## Exercise objective
Pull out each line of the records holding the string "roof".

::: Input material :::

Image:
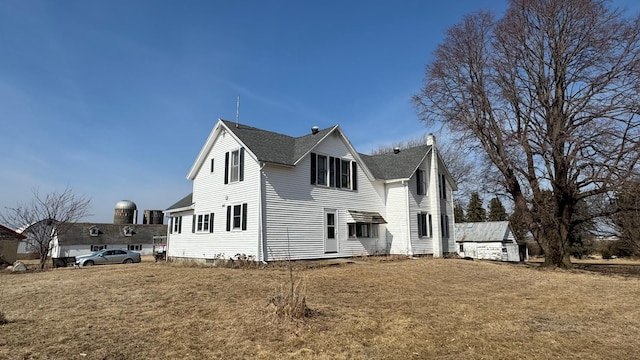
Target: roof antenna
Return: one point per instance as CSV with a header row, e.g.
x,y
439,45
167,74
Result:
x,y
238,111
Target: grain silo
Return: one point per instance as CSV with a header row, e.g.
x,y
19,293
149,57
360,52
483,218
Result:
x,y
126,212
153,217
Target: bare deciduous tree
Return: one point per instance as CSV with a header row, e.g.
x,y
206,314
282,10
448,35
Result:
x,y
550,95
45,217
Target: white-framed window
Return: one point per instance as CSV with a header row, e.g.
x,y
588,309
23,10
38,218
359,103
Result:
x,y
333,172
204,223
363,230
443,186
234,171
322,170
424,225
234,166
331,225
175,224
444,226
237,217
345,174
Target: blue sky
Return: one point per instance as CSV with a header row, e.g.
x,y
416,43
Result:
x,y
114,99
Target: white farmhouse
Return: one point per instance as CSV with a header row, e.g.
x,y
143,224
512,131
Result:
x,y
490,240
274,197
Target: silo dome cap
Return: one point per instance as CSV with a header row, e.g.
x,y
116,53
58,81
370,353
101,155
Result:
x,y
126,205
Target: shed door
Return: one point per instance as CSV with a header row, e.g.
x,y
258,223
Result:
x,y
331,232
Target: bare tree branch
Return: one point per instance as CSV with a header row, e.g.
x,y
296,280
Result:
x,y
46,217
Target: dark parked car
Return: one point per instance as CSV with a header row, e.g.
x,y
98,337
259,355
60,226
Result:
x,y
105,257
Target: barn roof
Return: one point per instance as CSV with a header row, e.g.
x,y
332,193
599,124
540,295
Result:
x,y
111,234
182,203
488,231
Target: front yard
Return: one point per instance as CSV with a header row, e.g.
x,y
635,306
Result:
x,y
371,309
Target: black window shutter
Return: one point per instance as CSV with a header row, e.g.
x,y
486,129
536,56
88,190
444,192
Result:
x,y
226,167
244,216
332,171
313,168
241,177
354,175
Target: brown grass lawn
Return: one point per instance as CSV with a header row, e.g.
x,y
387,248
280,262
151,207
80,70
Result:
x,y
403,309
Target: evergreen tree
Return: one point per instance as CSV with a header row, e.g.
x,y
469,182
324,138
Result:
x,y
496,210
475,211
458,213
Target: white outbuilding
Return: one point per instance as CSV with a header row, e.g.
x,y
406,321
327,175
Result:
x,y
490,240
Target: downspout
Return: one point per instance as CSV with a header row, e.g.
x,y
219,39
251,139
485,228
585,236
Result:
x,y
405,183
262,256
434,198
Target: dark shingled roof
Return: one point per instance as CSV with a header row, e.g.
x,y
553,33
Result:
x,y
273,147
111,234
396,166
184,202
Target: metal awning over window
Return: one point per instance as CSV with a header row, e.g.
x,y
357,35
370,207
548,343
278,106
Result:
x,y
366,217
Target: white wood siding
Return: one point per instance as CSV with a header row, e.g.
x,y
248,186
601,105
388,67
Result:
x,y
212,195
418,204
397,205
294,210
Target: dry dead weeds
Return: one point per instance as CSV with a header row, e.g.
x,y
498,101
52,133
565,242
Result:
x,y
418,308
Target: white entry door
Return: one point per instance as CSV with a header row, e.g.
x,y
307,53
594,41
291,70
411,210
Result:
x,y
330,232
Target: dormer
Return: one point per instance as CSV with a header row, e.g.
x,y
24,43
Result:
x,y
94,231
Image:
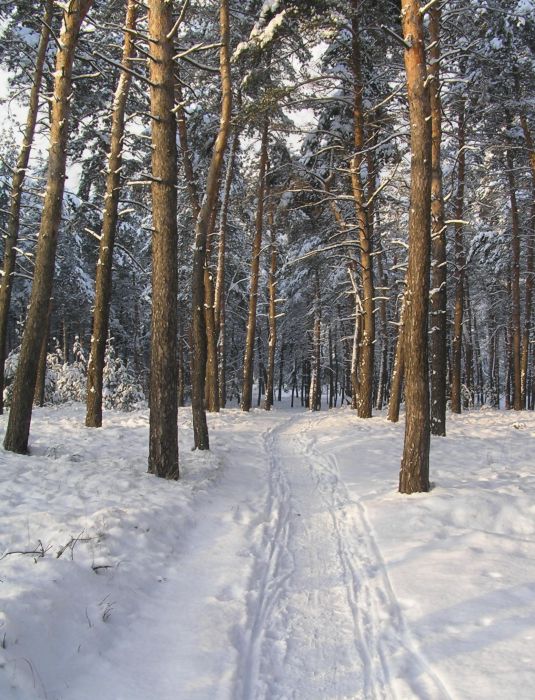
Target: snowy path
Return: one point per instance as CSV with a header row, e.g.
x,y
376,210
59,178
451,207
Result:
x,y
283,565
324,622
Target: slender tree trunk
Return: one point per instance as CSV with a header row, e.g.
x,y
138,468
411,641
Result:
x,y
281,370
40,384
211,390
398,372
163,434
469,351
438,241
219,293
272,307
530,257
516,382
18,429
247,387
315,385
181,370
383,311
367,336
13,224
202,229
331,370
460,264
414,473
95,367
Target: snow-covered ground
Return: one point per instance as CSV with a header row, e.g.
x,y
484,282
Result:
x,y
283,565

:::

## Solution below
Target: roof antenna
Target: barn roof
Target: dark shingled roof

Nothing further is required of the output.